TO DO.
Repeat exactly the line containing "Query: clasped hands" and every line after it in the entries, and nothing besides.

DATA SECTION below:

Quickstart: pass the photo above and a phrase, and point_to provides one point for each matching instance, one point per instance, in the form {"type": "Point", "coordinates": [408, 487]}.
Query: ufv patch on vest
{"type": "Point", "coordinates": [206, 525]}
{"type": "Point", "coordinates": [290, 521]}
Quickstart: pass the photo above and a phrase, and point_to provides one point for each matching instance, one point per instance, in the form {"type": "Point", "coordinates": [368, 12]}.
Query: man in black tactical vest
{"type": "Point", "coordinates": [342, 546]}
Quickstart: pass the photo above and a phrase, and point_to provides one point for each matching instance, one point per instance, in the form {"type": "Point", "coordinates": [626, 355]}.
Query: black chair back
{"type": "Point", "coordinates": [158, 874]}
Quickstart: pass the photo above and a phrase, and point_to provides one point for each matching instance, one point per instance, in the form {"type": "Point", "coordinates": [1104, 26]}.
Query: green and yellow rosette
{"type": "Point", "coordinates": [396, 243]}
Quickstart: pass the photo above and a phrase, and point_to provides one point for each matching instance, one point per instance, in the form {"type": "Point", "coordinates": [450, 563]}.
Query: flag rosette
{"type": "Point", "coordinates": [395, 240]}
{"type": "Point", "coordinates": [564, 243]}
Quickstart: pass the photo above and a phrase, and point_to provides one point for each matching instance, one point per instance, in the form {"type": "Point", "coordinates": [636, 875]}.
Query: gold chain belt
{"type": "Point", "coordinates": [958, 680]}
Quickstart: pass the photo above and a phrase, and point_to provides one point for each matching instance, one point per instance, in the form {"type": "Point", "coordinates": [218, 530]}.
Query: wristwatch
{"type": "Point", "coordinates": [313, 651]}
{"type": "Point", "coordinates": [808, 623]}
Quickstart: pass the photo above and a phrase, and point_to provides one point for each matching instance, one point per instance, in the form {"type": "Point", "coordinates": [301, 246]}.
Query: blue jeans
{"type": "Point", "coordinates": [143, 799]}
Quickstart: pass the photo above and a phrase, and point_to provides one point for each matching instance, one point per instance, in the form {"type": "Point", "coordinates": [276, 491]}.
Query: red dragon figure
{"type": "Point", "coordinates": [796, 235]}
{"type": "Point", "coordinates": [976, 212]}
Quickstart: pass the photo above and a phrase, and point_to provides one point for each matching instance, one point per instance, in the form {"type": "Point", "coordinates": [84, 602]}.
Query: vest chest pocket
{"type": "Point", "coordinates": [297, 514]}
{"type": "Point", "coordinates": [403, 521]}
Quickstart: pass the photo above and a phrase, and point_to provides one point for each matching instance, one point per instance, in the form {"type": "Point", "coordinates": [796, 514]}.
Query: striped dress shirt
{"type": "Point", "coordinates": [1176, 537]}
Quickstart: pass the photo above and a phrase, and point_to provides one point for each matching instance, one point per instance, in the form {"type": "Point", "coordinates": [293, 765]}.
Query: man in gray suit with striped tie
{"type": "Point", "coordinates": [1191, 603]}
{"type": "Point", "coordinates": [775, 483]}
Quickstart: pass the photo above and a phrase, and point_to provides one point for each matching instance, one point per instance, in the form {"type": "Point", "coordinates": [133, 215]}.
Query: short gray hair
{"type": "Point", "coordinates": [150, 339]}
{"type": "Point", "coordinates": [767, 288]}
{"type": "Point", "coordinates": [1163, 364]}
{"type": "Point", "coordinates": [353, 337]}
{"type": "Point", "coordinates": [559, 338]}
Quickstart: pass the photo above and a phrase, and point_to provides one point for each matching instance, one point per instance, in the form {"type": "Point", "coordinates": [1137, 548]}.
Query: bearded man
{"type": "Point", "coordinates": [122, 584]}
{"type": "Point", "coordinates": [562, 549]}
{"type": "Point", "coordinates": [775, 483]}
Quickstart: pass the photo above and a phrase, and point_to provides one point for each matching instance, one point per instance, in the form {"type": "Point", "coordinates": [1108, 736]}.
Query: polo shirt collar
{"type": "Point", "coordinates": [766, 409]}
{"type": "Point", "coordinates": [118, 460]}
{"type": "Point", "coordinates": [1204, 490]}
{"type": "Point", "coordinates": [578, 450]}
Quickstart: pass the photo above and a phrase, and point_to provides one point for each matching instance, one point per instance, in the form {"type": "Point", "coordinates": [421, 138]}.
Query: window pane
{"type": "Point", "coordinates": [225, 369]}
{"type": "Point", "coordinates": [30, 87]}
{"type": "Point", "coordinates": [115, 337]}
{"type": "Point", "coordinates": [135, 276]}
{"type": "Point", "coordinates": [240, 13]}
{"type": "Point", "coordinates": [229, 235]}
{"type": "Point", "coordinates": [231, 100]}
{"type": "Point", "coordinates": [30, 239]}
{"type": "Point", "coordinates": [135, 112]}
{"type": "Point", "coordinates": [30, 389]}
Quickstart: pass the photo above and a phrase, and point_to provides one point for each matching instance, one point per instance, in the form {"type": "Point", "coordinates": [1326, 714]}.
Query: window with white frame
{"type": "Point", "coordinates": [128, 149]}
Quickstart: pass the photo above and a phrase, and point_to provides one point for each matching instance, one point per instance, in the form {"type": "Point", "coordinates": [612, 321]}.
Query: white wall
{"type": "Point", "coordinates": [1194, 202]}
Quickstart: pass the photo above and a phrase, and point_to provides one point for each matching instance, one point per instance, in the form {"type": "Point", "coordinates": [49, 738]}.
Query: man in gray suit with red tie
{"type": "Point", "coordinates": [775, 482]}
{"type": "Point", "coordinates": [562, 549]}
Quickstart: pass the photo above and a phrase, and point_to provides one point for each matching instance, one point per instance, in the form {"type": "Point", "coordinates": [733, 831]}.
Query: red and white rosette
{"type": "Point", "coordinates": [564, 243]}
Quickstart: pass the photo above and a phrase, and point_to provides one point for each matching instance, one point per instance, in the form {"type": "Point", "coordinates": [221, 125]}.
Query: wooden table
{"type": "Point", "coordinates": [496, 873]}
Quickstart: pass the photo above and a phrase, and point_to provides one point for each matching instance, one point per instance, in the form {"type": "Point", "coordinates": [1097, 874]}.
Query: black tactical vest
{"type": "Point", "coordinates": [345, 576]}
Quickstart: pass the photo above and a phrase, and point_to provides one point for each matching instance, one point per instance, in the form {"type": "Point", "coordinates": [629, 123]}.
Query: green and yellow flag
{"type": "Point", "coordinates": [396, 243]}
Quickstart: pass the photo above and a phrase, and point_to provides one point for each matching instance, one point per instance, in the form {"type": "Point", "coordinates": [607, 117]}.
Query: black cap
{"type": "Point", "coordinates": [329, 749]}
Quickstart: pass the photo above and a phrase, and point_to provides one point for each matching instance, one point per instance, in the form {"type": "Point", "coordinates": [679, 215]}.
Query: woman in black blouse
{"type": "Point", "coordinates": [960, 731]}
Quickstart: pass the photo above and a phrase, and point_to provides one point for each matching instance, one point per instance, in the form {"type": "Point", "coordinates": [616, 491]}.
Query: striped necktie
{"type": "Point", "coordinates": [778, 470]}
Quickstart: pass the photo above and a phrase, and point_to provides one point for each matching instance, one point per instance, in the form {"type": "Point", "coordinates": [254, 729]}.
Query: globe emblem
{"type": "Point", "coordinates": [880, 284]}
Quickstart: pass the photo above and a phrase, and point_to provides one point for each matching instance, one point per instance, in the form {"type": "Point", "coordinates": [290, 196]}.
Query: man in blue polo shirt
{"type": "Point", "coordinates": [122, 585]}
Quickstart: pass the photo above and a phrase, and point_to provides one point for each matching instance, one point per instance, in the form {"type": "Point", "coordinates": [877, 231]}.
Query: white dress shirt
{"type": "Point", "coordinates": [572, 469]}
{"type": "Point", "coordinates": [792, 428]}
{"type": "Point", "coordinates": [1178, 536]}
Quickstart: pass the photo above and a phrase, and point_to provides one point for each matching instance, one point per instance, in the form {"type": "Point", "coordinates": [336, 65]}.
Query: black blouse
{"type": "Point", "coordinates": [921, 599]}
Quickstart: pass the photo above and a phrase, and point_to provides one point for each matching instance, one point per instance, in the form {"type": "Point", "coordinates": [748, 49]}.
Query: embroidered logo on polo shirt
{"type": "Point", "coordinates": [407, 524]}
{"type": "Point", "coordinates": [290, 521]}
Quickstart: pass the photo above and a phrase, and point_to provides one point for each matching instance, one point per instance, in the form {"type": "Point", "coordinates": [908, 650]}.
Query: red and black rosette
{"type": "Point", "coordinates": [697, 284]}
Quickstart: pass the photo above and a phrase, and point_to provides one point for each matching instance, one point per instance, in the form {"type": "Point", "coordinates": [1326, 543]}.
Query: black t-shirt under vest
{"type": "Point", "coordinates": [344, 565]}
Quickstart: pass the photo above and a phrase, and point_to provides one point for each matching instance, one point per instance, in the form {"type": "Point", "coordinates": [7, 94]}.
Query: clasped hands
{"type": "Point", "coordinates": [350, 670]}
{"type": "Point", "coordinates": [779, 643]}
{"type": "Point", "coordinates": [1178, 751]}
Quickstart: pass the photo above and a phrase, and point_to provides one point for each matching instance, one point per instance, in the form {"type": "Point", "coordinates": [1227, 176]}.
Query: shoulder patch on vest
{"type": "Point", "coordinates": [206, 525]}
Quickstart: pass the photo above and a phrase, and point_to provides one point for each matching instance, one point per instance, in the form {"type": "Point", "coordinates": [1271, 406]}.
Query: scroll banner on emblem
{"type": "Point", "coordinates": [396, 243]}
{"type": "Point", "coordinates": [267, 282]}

End of DATA SECTION.

TASK RESPONSE.
Query: clasped hands
{"type": "Point", "coordinates": [350, 670]}
{"type": "Point", "coordinates": [779, 643]}
{"type": "Point", "coordinates": [1178, 751]}
Quickstart: pass the photo above and a phrase, and point_to provides one point for each matching instance, one point per instance, in the form {"type": "Point", "coordinates": [1227, 176]}.
Query: shoulder patch on vest
{"type": "Point", "coordinates": [206, 525]}
Quickstart: pass the photo above and a phrase, and point_to provides one point for each matching instance, one point per instance, in the form {"type": "Point", "coordinates": [1271, 406]}.
Query: scroll banner on emblem
{"type": "Point", "coordinates": [396, 243]}
{"type": "Point", "coordinates": [267, 282]}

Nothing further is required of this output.